[Begin Dataset excerpts]

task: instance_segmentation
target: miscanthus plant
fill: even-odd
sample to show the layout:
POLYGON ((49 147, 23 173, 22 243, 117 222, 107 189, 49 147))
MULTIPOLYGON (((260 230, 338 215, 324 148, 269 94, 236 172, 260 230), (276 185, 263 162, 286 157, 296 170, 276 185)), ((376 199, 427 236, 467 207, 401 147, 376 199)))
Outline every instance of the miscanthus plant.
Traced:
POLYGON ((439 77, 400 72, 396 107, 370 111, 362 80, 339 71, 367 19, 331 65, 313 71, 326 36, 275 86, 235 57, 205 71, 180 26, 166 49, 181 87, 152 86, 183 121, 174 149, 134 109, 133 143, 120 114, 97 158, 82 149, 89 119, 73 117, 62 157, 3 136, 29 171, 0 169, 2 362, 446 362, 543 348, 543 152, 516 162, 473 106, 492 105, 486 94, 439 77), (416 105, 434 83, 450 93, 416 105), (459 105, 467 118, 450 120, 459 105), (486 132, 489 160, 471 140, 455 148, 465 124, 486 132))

[End Dataset excerpts]

Instructions for the task ▸
Put the listing, from its first line through the line containing "POLYGON ((49 147, 23", into a Markdown table with the columns Row and Line. Give each line its own numbered row and leave out blank lines.

Solution ▸
| Row | Line |
|---|---|
| 1 | task: instance_segmentation |
| 2 | target: miscanthus plant |
| 3 | fill: even-odd |
| 4 | sample to show the layout: |
| 5 | POLYGON ((49 147, 23 173, 22 243, 117 222, 107 189, 49 147)) |